EXERCISE GOAL –
Carry on the thread below about trust-dns AsyncClient timeouts, picking up after its final message.

The text was updated successfully, but these errors were encountered:

LEXUGE · 2020-11-08T23:27:33Z

It might be caused by CHANNEL_BUFFER_SIZE. Can we have an option to have unbounded mpsc channel?

LEXUGE · 2020-11-09T07:24:09Z

I found out this is not related to buffer size, but I used async Mutex across send which causes the problem. I don't know why holding async Mutex across causes the problem. But it is solved.

djc · 2020-11-09T12:51:04Z

Can you explain a bit more about the changes that fixed the problem you were seeing? It sounds like there might be a potential deadlock in trust-dns that you triggered?

LEXUGE · 2020-11-09T13:00:10Z

Sure, here is the problematic code. I have roughly an async Mutex<HashMap<usize, AsyncClient<UdpResponse>, and I locked it across the send().await operation. After a while of running free of error, it starts to time out, and finally gets me unable to enqueue: couldn't find receivers or receiver is gone (I don't remember exactly).

Either block the async Mutex before and after the send operation or using sync Mutex helps me mitigate the issue. In conclusion, I can't hold MutexGuard<AsyncClient> across send().await, else it causes the issue.

Also, unbounded or bounded mpsc is not related to this issue as I tried to use unbounded channel, getting the same issue. In addition to that, both 0.19.5 and 0.20-alpha3 get me the issue with same error: receiver is gone.

HashMap<usize, AsyncClient> is like a correspondence between the configurations user specified and the clients. It's only 5 or 4 keys.

djc · 2020-11-09T13:02:21Z

Why are you holding on to so many separate AsyncClient instances in the first place?

LEXUGE · 2020-11-09T13:04:03Z

No, I am not. I created a HashMap to "cache" AsyncClient for different configuration. I cloned the same AsyncClient for each incoming query to reduce the time needed for creating an extra client.

LEXUGE · 2020-11-29T05:57:24Z

I tested the same code on with Tokio 0.3 on main branch, seems like it is able to enqueue messages, but it has to wait for a long time. Can we change the channel to be unlimited? Or have an option for that

djc · 2020-11-29T11:55:02Z

Effectively this is the AsyncClient applying backpressure towards your application, because the internal queue isn't being emptied fast enough. I think the solution here is (a) investigating what the performance problem is on the other side of the queue, or (b) keep a buffer in your application. We could make the channel larger, but in the limit that would just mean that your queries start to time out.

LEXUGE · 2020-11-29T11:58:30Z

Does having multiple AsyncClient help? I suppose each client has its own queue (background)?

djc · 2020-11-29T12:01:00Z

If you set up multiple async clients separately that should mitigate the problem, yes. But again, that just means now you're potentially opening multiple connections to the same backend servers, which might cause your client to get rate-limited sooner.

It would be useful to know what the bottleneck in draining the queue is, in your application.

LEXUGE · 2020-11-29T12:03:16Z

Thanks, I would investigate further to see where exact point is.

djc · 2020-11-29T12:10:27Z

dcompass looks like a cool project, BTW!

Is there a particular reason you're using trust-dns-client here rather than trust-dns-resolver?

DATA LINES –

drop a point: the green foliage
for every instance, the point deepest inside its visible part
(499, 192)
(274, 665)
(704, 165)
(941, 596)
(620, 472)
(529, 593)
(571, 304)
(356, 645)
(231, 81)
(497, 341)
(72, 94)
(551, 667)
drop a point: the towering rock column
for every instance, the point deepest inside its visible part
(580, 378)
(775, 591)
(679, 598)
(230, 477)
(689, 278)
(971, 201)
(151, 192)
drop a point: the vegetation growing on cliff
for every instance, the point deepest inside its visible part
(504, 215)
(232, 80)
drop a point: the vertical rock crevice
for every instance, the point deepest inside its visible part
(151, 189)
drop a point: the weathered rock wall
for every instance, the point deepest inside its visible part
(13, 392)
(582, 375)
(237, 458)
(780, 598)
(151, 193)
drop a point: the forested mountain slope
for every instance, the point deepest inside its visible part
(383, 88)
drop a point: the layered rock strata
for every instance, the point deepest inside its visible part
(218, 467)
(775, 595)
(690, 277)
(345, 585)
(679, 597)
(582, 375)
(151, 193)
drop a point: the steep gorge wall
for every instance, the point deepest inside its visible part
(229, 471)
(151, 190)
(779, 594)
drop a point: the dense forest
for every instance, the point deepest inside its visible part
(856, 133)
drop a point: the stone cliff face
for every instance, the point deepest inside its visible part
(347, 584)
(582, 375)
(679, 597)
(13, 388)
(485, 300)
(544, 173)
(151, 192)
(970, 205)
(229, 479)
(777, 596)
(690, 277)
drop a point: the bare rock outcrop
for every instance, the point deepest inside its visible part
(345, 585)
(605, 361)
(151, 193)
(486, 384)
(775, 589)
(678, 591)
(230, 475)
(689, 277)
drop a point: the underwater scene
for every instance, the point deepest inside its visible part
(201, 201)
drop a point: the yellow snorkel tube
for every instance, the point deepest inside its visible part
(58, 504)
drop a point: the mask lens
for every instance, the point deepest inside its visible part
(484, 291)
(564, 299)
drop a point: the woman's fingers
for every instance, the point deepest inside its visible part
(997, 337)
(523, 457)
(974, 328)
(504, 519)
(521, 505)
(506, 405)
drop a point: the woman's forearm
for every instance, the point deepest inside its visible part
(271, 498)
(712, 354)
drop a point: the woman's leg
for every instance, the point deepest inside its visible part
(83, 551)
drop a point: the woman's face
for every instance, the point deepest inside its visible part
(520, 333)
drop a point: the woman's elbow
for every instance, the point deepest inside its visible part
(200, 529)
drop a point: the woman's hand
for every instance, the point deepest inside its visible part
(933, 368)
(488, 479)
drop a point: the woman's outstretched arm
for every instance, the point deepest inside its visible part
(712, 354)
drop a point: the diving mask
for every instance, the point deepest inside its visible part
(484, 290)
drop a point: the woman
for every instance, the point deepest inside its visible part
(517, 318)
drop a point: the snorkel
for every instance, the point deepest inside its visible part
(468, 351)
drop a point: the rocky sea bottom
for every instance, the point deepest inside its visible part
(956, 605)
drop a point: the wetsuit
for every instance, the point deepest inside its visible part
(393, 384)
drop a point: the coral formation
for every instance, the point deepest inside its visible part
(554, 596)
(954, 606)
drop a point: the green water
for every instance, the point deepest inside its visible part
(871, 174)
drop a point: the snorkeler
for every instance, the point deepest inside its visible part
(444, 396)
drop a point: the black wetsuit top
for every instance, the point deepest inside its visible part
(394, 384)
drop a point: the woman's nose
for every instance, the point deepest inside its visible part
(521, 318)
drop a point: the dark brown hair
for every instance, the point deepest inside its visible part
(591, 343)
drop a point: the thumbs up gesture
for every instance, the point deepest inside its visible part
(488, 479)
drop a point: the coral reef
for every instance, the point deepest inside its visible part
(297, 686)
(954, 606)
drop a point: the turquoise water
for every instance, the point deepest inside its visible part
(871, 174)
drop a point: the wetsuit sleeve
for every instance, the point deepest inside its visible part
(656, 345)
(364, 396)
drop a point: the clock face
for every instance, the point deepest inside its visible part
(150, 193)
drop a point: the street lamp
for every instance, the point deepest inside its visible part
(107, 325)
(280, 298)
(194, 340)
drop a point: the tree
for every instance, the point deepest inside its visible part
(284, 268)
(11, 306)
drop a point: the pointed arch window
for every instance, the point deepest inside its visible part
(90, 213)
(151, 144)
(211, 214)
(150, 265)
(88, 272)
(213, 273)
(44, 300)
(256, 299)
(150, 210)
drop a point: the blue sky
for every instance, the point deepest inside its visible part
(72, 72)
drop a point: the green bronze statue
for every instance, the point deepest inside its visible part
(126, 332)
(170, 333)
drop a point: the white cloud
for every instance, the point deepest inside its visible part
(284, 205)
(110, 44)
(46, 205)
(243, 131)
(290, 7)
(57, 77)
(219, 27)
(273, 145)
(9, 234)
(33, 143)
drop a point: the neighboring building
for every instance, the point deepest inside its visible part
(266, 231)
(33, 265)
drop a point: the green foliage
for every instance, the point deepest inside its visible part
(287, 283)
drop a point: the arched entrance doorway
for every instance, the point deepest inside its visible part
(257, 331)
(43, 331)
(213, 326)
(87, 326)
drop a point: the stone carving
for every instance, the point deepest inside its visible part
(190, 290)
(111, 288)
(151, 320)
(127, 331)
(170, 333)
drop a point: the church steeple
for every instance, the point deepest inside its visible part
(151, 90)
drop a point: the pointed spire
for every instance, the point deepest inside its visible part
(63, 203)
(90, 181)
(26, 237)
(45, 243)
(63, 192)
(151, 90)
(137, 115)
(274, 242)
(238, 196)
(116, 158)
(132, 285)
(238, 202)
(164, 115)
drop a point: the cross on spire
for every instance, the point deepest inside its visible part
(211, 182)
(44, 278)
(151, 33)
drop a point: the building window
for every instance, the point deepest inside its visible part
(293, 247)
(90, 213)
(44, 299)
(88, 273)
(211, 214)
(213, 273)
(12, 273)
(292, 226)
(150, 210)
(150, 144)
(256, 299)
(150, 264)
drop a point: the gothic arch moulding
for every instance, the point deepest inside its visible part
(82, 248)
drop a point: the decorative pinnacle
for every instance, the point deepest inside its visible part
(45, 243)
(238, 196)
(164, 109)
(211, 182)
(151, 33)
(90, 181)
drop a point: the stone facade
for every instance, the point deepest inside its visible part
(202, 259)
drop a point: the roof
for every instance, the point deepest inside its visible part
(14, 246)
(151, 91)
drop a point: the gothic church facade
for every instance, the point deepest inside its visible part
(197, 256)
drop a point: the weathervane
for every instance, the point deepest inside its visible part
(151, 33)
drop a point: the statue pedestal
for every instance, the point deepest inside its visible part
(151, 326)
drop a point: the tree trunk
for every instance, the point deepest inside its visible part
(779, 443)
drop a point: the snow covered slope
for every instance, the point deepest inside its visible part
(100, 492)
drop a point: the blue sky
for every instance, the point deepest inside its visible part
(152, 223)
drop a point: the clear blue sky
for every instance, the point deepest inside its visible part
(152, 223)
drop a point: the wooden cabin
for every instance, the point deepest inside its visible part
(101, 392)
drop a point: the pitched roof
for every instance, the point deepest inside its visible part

ANSWER FOR THE TASK –
LEXUGE · 2020-11-29T12:13:13Z

To tell you the truth, the first prototype used resolver because I didn't understand how the client works. However, that means I have to refill the IP response back to create a new packet and send back, which is cumbersome. Using client means I only need to forward query and send back the answers, which is kind of more native.

LEXUGE · 2020-11-29T23:44:33Z

Seems like it's a network issue only. It now can top 3000 qps!

djc · 2020-11-30T08:55:48Z

So this can be closed again, right?

LEXUGE · 2020-11-30T10:16:44Z

So this can be closed again, right?

I think so. However, regarding the queue size, I hope it could be increased or exposed with an argument.

djc · 2020-11-30T10:45:59Z

I don't really see a good reason to do that: if there's a network delay for example, it's better for your application to become aware of that sooner rather than later (through timeouts).

LEXUGE · 2021-01-14T11:02:47Z

Update:
Although backpressure is expected, but on 0.20 the underlying channel seems always full after once it's filled. i.e. it's irrecoverable. I suspect this is a bug.

djc · 2021-01-14T11:07:30Z

Would be nice to have a minimal reproduction that demonstrates the issue.

LEXUGE · 2021-01-14T14:18:15Z

use std::net::SocketAddr;
use std::sync::Arc;
use tokio::net::UdpSocket;
use trust_dns_client::{client::AsyncClient, udp::UdpClientStream};
use trust_dns_proto::op::Message;
use trust_dns_proto::xfer::dns_handle::DnsHandle;

#[tokio::main]
async fn main() {
    // Bind an UDP socket
    let socket = Arc::new(
        UdpSocket::bind("127.0.0.1:2053".parse::<SocketAddr>().unwrap())
            .await
            .unwrap(),
    );

    let client = {
        let stream = UdpClientStream::<UdpSocket>::new("8.8.8.8:53".parse().unwrap());
        let (client, bg) = AsyncClient::connect(stream).await.unwrap();
        tokio::spawn(bg);
        client
    };

    // Event loop
    loop {
        let mut buf = [0; 1232];

        let (_, src) = socket.recv_from(&mut buf).await.unwrap();

        let msg = Message::from_vec(&buf).unwrap();
        let socket = socket.clone();

        let mut client = client.clone();
        tokio::spawn(async move {
            let id = msg.id();
            let mut r = Message::from(client.send(msg).await.unwrap());
            r.set_id(id);
            socket.send_to(&r.to_vec().unwrap(), src).await
        });
    }
}

I believe this is the minimal sample. However, due to having a "good" network environment now, I cannot really test it out. (It works under current environment).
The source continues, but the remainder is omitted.